** What to do **
Every record below should be printed exactly as given.

** Dataset excerpts **
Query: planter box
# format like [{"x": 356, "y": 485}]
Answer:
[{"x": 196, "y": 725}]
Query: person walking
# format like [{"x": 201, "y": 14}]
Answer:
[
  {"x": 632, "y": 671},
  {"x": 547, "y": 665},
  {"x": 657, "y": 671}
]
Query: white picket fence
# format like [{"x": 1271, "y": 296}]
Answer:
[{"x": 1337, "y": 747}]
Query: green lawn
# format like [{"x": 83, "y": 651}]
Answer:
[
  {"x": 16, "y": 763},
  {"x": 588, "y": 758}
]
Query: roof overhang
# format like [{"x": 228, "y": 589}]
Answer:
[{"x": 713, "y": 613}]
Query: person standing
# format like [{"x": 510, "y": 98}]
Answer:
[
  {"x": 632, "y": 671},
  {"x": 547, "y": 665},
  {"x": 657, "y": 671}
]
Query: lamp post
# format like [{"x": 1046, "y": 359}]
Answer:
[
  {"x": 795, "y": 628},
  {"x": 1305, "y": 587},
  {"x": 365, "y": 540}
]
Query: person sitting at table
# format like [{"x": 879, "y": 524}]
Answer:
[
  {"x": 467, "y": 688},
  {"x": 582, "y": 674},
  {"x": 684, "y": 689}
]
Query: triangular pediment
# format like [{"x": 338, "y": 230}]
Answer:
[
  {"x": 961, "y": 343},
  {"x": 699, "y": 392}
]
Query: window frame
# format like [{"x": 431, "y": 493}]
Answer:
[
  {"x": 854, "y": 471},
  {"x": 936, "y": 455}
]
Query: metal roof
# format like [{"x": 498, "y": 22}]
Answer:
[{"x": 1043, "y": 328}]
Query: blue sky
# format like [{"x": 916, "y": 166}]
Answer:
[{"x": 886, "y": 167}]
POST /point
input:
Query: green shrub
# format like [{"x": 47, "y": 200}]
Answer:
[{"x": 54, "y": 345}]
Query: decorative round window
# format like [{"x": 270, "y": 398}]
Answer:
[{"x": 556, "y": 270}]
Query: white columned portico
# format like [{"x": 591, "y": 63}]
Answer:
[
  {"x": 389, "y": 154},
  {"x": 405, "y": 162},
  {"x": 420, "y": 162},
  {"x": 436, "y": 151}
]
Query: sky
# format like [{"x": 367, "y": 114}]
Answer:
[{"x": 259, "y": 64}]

** Solution **
Query: planter box
# format like [{"x": 356, "y": 485}]
Answer:
[{"x": 196, "y": 725}]
Query: person walking
# format like [{"x": 201, "y": 14}]
Answer:
[
  {"x": 632, "y": 671},
  {"x": 547, "y": 665},
  {"x": 657, "y": 671}
]
Query: white picket fence
# format like [{"x": 1271, "y": 296}]
Answer:
[{"x": 1337, "y": 747}]
Query: green lawn
# format like [{"x": 83, "y": 651}]
Answer:
[
  {"x": 16, "y": 763},
  {"x": 588, "y": 758}
]
Query: roof overhang
# format like [{"x": 228, "y": 589}]
Answer:
[{"x": 713, "y": 613}]
Query: person standing
# format like [{"x": 510, "y": 98}]
Answer:
[
  {"x": 632, "y": 671},
  {"x": 547, "y": 665},
  {"x": 657, "y": 671}
]
Query: lamp post
# format like [{"x": 1046, "y": 359}]
Answer:
[
  {"x": 795, "y": 628},
  {"x": 1305, "y": 587},
  {"x": 365, "y": 540}
]
Query: person sitting at table
# format like [{"x": 879, "y": 524}]
Answer:
[
  {"x": 467, "y": 688},
  {"x": 582, "y": 674},
  {"x": 684, "y": 689}
]
Query: triangular pediment
# format like [{"x": 338, "y": 230}]
Answer:
[
  {"x": 961, "y": 343},
  {"x": 699, "y": 392}
]
Query: window frame
# format like [{"x": 431, "y": 493}]
Answer:
[
  {"x": 854, "y": 471},
  {"x": 936, "y": 455}
]
Query: metal roof
# format like [{"x": 498, "y": 22}]
Answer:
[{"x": 1043, "y": 328}]
Query: blue sky
# format like [{"x": 916, "y": 166}]
Answer:
[{"x": 886, "y": 167}]
POST /point
input:
Query: green shrub
# format like [{"x": 47, "y": 200}]
Answer:
[{"x": 54, "y": 345}]
Query: decorative round window
# format like [{"x": 270, "y": 398}]
Answer:
[{"x": 556, "y": 270}]
Query: white columned portico
# format like [{"x": 591, "y": 63}]
Answer:
[
  {"x": 389, "y": 154},
  {"x": 405, "y": 162},
  {"x": 420, "y": 162},
  {"x": 436, "y": 151}
]
Query: sky
# format like [{"x": 367, "y": 114}]
Answer:
[{"x": 259, "y": 64}]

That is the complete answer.